0 Comments
Viewing single post of blog The Collaborator

This week I managed to quell a steadily growing sense of guilt by making time to meet with Cherry Tenneson (long term collaborator, “Tenneson and Dale”). It was the best kind of meeting – short, but productive. Within 45 minutes, we had planned our next piece of work. It was incredibly satisfying. Although we don’t think in the same way, we know each other well enough now that joining creative forces seems natural. No shilly-shally: we meet in the middle.

I’ve had to devote a fair amount of time to other art stuff recently (hence the guilt about T&D). Last weekend, an incredible weight was lifted from my shoulders when I survived massive nervousitis caused by presenting at Birkbeck College’s conference on “Book Destruction”. There were many fascinating and informative papers given, I learned a lot and generally felt humbled by all the incredibly knowledgeable people there. (Especially fantastic to spend a day with a room full of people who really LOVE books.)

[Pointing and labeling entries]
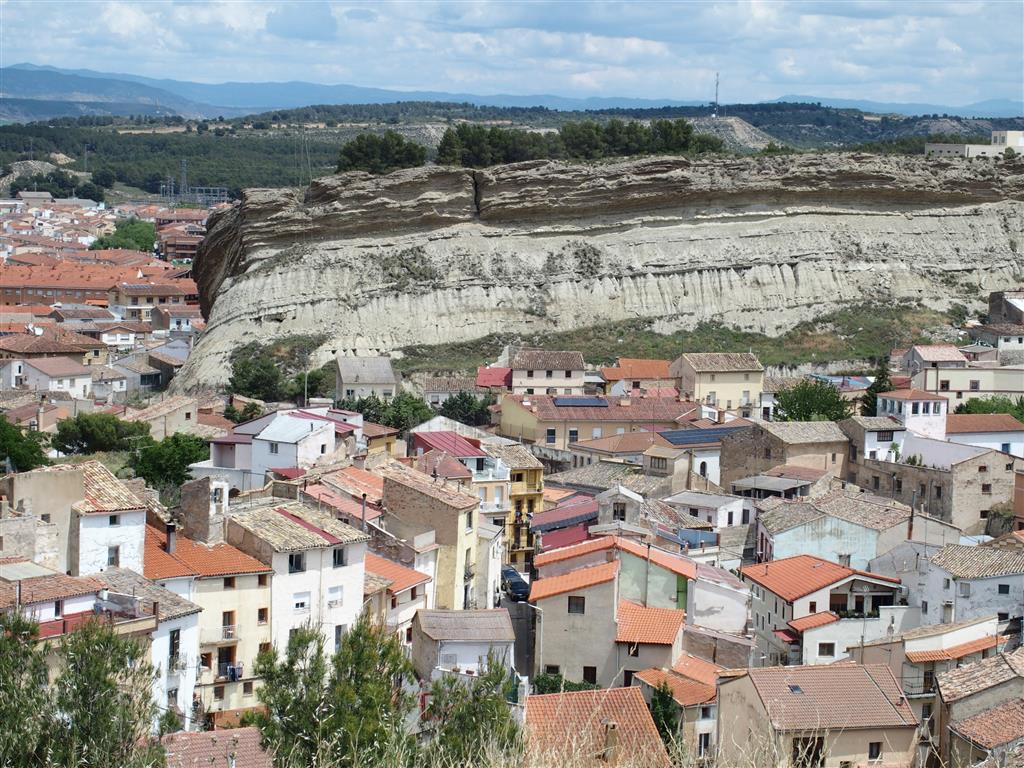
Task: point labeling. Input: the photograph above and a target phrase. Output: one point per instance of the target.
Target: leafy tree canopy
(812, 400)
(91, 433)
(24, 451)
(381, 154)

REQUIREMENTS.
1. Print the blog post about meeting a collaborator and presenting at a conference, word for word.
2. Output every line of the records exactly as they appear, leaving out the picture.
The blog post and the records are unrelated material.

THE SOLUTIONS.
1.
0 Comments
Viewing single post of blog The Collaborator

This week I managed to quell a steadily growing sense of guilt by making time to meet with Cherry Tenneson (long term collaborator, “Tenneson and Dale”). It was the best kind of meeting – short, but productive. Within 45 minutes, we had planned our next piece of work. It was incredibly satisfying. Although we don’t think in the same way, we know each other well enough now that joining creative forces seems natural. No shilly-shally: we meet in the middle.

I’ve had to devote a fair amount of time to other art stuff recently (hence the guilt about T&D). Last weekend, an incredible weight was lifted from my shoulders when I survived massive nervousitis caused by presenting at Birkbeck College’s conference on “Book Destruction”. There were many fascinating and informative papers given, I learned a lot and generally felt humbled by all the incredibly knowledgeable people there. (Especially fantastic to spend a day with a room full of people who really LOVE books.)

2.
Task: point labeling. Input: the photograph above and a target phrase. Output: one point per instance of the target.
Target: leafy tree canopy
(812, 400)
(91, 433)
(24, 451)
(381, 154)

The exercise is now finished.